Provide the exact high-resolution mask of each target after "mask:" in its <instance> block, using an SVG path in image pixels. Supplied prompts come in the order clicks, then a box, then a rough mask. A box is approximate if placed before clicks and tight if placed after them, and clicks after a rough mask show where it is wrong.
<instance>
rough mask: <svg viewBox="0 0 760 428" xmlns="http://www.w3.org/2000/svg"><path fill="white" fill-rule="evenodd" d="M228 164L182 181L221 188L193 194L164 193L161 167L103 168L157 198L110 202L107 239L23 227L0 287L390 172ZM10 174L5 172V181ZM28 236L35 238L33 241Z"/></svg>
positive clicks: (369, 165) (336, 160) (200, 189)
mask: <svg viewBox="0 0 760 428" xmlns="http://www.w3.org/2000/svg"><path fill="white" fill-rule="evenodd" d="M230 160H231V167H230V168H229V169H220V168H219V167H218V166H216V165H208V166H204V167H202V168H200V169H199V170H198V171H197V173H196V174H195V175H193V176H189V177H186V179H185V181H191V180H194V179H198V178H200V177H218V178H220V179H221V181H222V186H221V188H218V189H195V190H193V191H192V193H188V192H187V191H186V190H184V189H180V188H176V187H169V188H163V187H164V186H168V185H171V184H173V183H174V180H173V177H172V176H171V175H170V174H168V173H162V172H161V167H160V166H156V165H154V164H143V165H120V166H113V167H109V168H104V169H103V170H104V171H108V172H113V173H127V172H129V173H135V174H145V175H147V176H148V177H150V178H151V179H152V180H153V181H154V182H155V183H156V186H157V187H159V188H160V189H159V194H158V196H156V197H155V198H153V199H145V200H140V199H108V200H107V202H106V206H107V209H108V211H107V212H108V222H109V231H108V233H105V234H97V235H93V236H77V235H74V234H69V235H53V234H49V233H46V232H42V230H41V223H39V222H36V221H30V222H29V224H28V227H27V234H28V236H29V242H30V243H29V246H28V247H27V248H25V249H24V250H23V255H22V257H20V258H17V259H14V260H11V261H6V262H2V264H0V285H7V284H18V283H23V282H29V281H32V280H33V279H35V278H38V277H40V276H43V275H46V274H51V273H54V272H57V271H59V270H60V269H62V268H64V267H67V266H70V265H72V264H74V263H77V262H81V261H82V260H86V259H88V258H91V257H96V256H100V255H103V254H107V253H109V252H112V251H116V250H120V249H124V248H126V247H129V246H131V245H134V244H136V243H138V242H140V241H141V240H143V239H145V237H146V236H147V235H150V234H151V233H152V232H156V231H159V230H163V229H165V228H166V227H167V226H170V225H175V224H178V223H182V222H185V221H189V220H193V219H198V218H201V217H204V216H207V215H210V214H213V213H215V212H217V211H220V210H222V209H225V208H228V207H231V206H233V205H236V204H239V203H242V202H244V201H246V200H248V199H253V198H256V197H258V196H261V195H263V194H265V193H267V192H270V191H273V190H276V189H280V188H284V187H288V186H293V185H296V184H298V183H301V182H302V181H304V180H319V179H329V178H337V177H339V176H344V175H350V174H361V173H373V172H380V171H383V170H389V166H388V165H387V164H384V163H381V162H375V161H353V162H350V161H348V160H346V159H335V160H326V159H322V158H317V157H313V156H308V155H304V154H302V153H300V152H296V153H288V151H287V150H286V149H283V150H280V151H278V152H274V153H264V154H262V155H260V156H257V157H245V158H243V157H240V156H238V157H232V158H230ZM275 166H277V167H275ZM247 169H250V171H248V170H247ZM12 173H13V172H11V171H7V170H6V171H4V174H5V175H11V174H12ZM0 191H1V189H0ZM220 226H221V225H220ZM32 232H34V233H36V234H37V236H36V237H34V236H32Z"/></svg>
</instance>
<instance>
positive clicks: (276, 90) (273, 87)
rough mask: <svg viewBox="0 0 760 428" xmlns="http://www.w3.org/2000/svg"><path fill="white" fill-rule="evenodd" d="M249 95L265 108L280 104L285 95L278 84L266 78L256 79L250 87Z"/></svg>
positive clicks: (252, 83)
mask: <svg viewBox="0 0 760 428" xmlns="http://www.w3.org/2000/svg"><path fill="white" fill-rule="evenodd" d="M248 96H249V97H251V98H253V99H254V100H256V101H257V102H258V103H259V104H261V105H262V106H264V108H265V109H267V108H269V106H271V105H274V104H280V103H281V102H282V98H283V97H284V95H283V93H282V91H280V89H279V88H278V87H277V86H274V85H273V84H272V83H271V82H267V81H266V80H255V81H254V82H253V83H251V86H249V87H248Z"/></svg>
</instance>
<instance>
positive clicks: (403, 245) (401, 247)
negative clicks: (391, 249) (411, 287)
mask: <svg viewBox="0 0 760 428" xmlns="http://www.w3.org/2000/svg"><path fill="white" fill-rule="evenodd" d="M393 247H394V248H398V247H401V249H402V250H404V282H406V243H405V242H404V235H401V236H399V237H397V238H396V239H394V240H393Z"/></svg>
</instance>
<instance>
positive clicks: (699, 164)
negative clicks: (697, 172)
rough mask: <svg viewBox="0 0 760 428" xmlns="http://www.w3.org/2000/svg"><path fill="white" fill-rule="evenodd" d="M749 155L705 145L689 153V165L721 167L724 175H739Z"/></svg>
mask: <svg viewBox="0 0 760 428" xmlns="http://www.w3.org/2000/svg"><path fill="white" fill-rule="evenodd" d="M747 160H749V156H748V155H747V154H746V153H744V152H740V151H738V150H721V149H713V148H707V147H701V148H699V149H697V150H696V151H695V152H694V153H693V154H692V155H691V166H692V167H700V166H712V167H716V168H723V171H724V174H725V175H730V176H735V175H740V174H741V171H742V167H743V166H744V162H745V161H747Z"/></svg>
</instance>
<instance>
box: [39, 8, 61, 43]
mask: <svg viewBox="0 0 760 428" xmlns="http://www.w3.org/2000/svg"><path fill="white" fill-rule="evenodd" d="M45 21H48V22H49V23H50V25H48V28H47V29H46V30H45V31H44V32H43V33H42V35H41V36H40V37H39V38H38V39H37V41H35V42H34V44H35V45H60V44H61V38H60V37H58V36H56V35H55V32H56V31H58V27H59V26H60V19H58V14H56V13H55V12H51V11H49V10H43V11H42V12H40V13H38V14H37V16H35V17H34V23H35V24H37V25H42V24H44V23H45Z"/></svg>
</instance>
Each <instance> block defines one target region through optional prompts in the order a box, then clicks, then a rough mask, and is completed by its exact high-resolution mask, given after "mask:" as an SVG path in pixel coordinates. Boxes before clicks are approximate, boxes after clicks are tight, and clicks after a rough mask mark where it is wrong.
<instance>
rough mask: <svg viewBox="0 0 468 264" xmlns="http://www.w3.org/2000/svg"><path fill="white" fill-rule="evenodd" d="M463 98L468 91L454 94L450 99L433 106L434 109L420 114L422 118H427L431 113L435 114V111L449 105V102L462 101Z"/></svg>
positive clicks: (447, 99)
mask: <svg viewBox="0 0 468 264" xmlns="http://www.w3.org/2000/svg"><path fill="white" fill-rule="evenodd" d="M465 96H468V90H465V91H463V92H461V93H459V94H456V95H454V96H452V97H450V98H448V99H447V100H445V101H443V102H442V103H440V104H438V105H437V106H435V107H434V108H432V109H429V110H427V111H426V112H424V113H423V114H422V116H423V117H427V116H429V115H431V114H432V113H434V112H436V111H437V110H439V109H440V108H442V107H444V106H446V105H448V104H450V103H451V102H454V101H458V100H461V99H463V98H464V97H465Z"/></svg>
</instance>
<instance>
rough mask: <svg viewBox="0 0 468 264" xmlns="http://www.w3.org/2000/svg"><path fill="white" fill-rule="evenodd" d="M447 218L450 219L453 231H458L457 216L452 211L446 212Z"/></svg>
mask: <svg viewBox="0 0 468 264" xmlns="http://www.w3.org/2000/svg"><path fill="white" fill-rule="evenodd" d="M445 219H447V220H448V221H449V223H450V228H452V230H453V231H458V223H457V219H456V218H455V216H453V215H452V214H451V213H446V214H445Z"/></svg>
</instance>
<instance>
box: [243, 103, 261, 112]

________________

How to complete this task
Give the tally of lines in the listing above that contain the string "exact", with nothing besides it.

Response to the task
2